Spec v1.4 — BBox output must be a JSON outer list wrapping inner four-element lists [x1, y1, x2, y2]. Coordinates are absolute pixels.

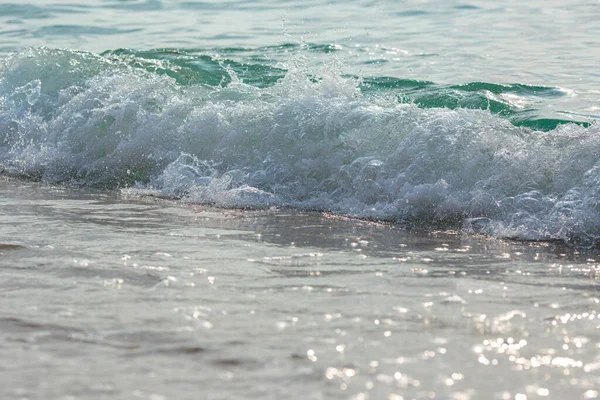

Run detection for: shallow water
[[0, 0, 600, 400], [0, 181, 600, 399]]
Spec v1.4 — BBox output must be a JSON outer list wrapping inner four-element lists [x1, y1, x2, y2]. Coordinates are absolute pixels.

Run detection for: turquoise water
[[0, 0, 600, 400], [0, 2, 600, 246]]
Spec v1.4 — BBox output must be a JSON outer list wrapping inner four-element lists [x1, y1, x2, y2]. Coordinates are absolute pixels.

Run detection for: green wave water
[[0, 46, 600, 246]]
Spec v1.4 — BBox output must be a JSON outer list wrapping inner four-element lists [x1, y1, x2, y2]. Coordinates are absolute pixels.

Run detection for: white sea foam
[[0, 49, 600, 245]]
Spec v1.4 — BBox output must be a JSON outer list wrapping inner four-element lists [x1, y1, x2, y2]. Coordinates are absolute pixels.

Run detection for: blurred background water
[[0, 0, 600, 400]]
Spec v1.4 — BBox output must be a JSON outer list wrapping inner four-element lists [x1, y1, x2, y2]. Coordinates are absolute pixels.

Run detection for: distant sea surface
[[0, 0, 600, 400]]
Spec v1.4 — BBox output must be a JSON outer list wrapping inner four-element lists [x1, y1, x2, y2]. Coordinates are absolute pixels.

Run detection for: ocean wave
[[0, 48, 600, 246]]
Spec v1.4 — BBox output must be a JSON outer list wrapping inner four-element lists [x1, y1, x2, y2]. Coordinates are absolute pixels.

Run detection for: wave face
[[0, 48, 600, 246]]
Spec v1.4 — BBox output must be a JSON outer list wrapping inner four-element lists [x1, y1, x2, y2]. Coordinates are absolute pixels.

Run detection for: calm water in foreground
[[0, 180, 600, 399], [0, 0, 600, 400]]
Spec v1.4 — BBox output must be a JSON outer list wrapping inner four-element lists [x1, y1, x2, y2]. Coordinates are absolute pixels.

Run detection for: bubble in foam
[[0, 49, 600, 245]]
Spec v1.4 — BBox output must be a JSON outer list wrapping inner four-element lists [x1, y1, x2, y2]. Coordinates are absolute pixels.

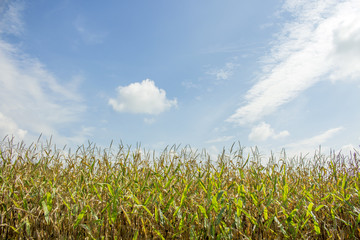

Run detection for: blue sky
[[0, 0, 360, 157]]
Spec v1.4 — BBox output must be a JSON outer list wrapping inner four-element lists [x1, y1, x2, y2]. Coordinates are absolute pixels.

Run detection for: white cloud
[[206, 62, 238, 80], [249, 122, 290, 141], [285, 127, 344, 152], [0, 0, 24, 35], [109, 79, 177, 114], [227, 0, 360, 124], [0, 2, 85, 144], [144, 118, 156, 125], [206, 136, 234, 143]]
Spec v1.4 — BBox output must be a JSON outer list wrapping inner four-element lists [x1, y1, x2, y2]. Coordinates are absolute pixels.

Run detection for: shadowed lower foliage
[[0, 138, 360, 239]]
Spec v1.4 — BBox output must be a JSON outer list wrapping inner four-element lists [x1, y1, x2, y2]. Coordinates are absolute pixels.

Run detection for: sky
[[0, 0, 360, 157]]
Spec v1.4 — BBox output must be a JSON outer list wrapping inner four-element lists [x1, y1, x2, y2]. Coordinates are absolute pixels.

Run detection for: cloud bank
[[227, 0, 360, 125], [109, 79, 177, 115]]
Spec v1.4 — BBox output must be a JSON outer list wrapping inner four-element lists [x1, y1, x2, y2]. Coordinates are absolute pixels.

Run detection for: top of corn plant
[[0, 138, 360, 239]]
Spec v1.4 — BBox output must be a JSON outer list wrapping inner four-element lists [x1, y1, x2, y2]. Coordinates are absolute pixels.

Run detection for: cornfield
[[0, 138, 360, 239]]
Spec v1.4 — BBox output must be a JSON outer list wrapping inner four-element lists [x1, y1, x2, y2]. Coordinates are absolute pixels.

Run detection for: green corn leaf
[[74, 206, 88, 228], [41, 201, 50, 224], [153, 227, 165, 240], [315, 205, 325, 212], [215, 207, 226, 225], [264, 207, 269, 220], [198, 205, 208, 218], [132, 230, 139, 240], [306, 203, 314, 217]]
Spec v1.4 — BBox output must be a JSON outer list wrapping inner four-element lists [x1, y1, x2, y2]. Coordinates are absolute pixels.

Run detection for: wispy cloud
[[109, 79, 177, 114], [0, 2, 85, 144], [284, 126, 344, 153], [227, 0, 360, 124], [0, 0, 24, 35], [249, 122, 290, 142], [206, 62, 238, 80], [206, 136, 235, 143]]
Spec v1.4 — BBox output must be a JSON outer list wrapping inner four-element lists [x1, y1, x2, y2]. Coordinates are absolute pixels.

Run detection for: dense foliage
[[0, 140, 360, 239]]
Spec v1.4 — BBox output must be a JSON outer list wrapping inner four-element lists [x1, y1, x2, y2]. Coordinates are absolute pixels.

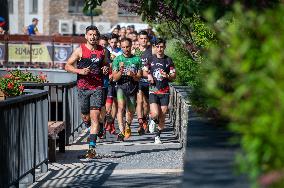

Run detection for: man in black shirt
[[144, 39, 176, 144]]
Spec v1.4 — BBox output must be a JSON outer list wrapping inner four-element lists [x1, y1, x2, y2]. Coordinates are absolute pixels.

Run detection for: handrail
[[0, 89, 48, 108], [0, 34, 86, 44], [0, 90, 48, 187]]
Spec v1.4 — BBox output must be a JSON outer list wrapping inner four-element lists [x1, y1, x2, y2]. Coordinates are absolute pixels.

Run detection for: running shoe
[[98, 123, 106, 139], [143, 118, 149, 134], [137, 125, 145, 136], [117, 132, 124, 142], [105, 114, 113, 131], [155, 136, 163, 144], [124, 122, 131, 139], [149, 119, 157, 133], [137, 118, 145, 136], [85, 148, 97, 159], [109, 121, 116, 134]]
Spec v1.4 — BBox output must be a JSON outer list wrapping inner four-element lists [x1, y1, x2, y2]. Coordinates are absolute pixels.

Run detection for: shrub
[[0, 75, 24, 96], [203, 3, 284, 186]]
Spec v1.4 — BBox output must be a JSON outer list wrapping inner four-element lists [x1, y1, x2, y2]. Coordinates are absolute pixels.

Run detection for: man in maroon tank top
[[65, 26, 109, 158]]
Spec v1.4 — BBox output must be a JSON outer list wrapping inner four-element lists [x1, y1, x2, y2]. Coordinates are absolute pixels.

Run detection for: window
[[8, 0, 14, 14], [118, 0, 137, 16], [68, 0, 85, 14], [30, 0, 38, 14]]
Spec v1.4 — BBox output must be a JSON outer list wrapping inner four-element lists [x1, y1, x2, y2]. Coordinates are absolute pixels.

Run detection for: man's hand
[[102, 66, 109, 75], [127, 71, 136, 78], [160, 70, 169, 78], [148, 74, 154, 84], [78, 67, 91, 75], [119, 62, 124, 69]]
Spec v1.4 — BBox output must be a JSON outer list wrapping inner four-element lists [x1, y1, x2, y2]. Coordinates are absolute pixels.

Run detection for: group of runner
[[65, 26, 176, 158]]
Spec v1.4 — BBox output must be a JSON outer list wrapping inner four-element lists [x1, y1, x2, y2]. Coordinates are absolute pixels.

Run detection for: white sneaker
[[155, 136, 163, 144], [149, 120, 156, 133]]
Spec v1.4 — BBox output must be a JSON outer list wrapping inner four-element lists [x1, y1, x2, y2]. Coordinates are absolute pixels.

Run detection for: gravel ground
[[30, 117, 183, 187]]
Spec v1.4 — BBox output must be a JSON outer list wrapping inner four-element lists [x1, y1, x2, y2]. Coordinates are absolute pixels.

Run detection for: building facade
[[8, 0, 142, 35]]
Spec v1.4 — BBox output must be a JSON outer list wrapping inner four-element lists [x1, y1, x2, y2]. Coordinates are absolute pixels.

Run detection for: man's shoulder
[[113, 54, 123, 63], [165, 55, 173, 63], [131, 54, 141, 61]]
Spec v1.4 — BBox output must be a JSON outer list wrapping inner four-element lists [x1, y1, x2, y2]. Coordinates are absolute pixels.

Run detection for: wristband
[[74, 69, 81, 74]]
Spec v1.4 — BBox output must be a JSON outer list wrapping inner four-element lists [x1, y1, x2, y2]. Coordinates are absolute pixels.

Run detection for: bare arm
[[112, 70, 122, 81], [65, 48, 90, 75]]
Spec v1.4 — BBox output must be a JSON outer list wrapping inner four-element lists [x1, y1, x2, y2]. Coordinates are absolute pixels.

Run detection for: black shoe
[[85, 148, 97, 159], [98, 123, 106, 139], [117, 133, 124, 142], [137, 125, 145, 136]]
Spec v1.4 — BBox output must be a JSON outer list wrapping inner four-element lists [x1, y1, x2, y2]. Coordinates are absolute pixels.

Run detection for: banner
[[0, 44, 5, 61], [8, 44, 72, 63], [51, 45, 73, 63], [8, 44, 52, 62]]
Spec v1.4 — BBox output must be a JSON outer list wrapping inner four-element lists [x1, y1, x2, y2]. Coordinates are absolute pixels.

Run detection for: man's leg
[[155, 94, 169, 144], [125, 95, 136, 139], [136, 89, 143, 126], [117, 88, 125, 141], [87, 88, 103, 158], [149, 93, 160, 133], [142, 85, 150, 132], [78, 89, 91, 128]]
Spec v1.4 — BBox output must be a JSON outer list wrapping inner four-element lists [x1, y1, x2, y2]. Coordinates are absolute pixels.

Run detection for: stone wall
[[169, 84, 192, 154], [44, 0, 141, 34]]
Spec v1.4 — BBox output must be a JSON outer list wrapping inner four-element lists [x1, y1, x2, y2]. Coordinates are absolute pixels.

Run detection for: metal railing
[[0, 35, 86, 69], [24, 81, 82, 145], [169, 83, 192, 151], [0, 90, 48, 187]]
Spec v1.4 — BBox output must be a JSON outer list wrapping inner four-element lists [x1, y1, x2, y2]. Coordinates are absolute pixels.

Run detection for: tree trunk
[[0, 0, 9, 31]]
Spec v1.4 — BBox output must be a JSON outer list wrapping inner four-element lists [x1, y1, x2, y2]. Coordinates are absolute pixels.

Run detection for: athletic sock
[[89, 134, 98, 148], [156, 128, 162, 137]]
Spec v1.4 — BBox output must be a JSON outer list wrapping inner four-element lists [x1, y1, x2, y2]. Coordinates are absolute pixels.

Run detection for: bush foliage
[[203, 6, 284, 186]]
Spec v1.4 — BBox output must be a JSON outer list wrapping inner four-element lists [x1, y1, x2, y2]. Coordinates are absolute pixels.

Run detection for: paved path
[[30, 117, 183, 188], [182, 114, 250, 188]]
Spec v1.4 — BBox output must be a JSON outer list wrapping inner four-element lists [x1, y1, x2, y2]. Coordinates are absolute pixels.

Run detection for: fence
[[0, 35, 86, 69], [0, 90, 48, 187], [169, 84, 192, 153], [24, 81, 82, 145]]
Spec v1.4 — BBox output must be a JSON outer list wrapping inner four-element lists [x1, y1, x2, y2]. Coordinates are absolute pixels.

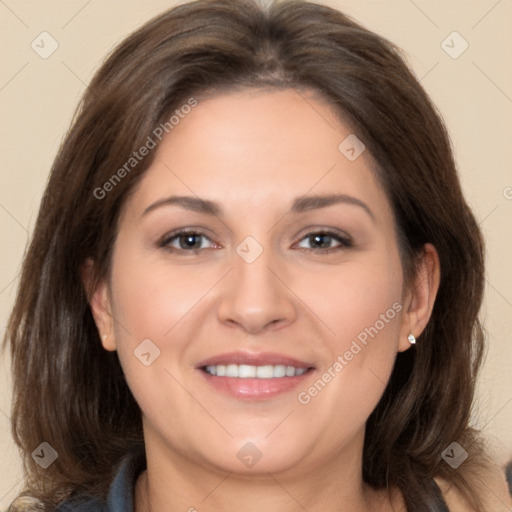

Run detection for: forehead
[[121, 89, 390, 222]]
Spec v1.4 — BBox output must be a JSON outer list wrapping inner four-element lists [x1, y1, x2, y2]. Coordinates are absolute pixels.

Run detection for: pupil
[[181, 235, 197, 247], [313, 235, 331, 247]]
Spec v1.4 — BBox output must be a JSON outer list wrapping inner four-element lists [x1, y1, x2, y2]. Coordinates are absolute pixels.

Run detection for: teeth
[[205, 364, 307, 379]]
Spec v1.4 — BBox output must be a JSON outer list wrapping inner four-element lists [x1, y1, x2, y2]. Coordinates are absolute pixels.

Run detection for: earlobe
[[82, 258, 116, 351], [399, 243, 441, 352]]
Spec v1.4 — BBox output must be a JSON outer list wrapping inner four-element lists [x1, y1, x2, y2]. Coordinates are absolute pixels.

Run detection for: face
[[93, 90, 419, 473]]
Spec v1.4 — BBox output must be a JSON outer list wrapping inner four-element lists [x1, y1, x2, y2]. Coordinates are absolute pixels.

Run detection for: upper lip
[[197, 351, 313, 368]]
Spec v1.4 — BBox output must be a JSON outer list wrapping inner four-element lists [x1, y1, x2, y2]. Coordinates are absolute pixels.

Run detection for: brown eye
[[299, 231, 352, 252]]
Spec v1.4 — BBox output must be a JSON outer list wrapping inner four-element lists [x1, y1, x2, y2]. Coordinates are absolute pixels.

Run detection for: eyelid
[[158, 227, 353, 254]]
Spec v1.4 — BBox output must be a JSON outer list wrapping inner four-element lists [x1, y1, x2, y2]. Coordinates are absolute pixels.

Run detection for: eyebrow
[[142, 194, 375, 221]]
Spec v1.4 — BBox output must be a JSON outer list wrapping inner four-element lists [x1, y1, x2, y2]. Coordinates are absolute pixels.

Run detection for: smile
[[204, 364, 308, 379]]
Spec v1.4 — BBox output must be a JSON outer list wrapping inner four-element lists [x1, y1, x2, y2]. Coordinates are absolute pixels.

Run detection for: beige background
[[0, 0, 512, 510]]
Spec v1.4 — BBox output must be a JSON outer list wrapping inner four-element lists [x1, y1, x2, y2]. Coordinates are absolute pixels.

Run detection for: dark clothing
[[55, 451, 512, 512]]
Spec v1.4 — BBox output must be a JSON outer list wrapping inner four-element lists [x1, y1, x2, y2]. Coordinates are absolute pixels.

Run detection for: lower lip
[[199, 369, 314, 400]]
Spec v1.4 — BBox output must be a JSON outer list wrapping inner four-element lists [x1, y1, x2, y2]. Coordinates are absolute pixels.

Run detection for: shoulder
[[435, 466, 512, 512], [55, 495, 107, 512]]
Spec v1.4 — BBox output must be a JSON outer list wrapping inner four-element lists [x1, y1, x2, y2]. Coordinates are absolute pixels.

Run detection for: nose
[[217, 242, 297, 334]]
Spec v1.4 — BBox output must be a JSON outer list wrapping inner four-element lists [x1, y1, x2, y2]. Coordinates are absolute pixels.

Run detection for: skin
[[87, 90, 439, 512]]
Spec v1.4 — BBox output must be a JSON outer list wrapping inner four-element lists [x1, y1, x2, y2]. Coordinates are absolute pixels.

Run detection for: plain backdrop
[[0, 0, 512, 510]]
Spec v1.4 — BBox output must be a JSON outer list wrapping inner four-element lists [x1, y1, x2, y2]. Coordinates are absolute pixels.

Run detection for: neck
[[135, 430, 405, 512]]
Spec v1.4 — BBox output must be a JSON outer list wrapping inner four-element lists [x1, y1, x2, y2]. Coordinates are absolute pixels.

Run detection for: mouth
[[202, 364, 309, 379], [196, 352, 315, 400]]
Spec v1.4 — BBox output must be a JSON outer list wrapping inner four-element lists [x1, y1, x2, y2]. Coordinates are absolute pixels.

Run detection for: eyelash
[[158, 229, 353, 255]]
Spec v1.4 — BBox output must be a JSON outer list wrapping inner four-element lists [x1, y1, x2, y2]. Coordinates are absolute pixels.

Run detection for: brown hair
[[4, 0, 492, 511]]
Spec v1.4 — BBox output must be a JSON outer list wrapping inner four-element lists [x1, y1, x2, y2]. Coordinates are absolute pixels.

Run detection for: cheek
[[298, 260, 403, 426]]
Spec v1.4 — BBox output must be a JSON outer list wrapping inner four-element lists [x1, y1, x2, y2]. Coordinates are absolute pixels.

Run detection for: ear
[[398, 244, 441, 352], [81, 258, 116, 351]]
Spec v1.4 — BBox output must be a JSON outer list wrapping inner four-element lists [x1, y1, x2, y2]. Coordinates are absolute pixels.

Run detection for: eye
[[299, 231, 352, 252], [159, 230, 214, 253]]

━━━━━━━━━━

EXERCISE TASK: Locate every line in the data that contains the word "white", and copy each one out. Case counts.

EXERCISE OUTPUT:
Run detection for: white sea foam
Run detection for: white cloud
Run detection for: white sneaker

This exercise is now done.